*Action item A*
From the post on financial advisor licensing, copy out the text starting with "Compare this laughably" and going on through "of financial advisers?".
*Action item B*
According to the post on financial advisor licensing, how long is the exam that candidates in Canada and the US must pass?
*Action item C*
In the post on financial advisor licensing, why should continuing education be required to keep a license?

Want to be considered a professional? Act like one

Article today You Deserve a better Financial Advisor,  points out the outrageously low licensing requirements to become a sell side ‘financial advisor’.  In Canada and the US candidates are required to pass a three hour exam that covers a cross-section of law and investment-related subjects–a task most can manage in just a few weeks of self-study.

The author rightly declares this woefully inadequate and dangerous to the public:

Compare this laughably low bar with the prerequisites to practice medicine, law or accounting. Each of these professions requires formal education, a famously rigorous licensing exam, and then continuing education — none of which is required of investment advisers. My guess is that very few people would trust a doctor, lawyer or accountant whose only credential is passing a three-hour exam. So why aren’t we demanding more of financial advisers?

Advisers have the power to profoundly improve lives by encouraging saving and responsible investment. But like other professionals, they also have the power to do great harm, as we are reliably reminded every few years in the media or the courts with a fresh variation on the financial scandal theme…

It’s time for financial advisers to join the family of professions in substance, and not just in name. We should require that aspiring advisers complete a minimum amount of undergraduate or graduate-level coursework in finance, accounting, or economics, and pass a multi-day comprehensive exam…

Advisers should also be bound by a code of ethics that aims higher than what current regulations mandate. Given the ever-increasing pace of financial innovation, continuing education should simply be mandatory for maintaining a license.

*Dataset*
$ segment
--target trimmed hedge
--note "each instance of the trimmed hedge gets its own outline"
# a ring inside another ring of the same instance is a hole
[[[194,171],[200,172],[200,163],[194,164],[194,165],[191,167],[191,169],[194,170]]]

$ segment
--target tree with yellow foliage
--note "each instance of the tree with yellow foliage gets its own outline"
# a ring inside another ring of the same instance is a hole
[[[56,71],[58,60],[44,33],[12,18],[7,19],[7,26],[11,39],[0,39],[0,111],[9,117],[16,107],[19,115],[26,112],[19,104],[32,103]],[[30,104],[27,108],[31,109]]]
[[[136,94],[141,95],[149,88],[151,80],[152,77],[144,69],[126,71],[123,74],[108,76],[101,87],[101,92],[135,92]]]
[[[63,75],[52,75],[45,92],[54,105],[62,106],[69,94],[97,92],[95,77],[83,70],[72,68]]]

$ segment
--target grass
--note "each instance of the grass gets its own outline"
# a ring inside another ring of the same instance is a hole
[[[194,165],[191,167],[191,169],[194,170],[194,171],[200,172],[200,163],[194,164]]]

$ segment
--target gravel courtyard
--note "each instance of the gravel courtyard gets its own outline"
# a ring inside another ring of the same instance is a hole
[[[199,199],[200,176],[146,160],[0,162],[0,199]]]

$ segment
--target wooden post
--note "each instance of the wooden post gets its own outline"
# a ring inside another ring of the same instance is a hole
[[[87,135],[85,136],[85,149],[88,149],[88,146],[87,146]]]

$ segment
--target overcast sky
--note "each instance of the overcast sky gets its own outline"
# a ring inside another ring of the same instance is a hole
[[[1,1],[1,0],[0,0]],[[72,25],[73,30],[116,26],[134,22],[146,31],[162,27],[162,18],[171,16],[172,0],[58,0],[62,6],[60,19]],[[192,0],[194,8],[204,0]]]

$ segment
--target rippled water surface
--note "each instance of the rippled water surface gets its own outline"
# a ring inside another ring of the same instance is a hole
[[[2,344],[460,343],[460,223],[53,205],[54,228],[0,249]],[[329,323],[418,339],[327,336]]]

*Exercise solution A*
Compare this laughably low bar with the prerequisites to practice medicine, law or accounting. Each of these professions requires formal education, a famously rigorous licensing exam, and then continuing education — none of which is required of investment advisers. My guess is that very few people would trust a doctor, lawyer or accountant whose only credential is passing a three-hour exam. So why aren’t we demanding more of financial advisers?

*Exercise solution B*
Three hours.

*Exercise solution C*
Financial innovation keeps moving at an ever-increasing pace. For that reason, continuing education should be mandatory for keeping a license.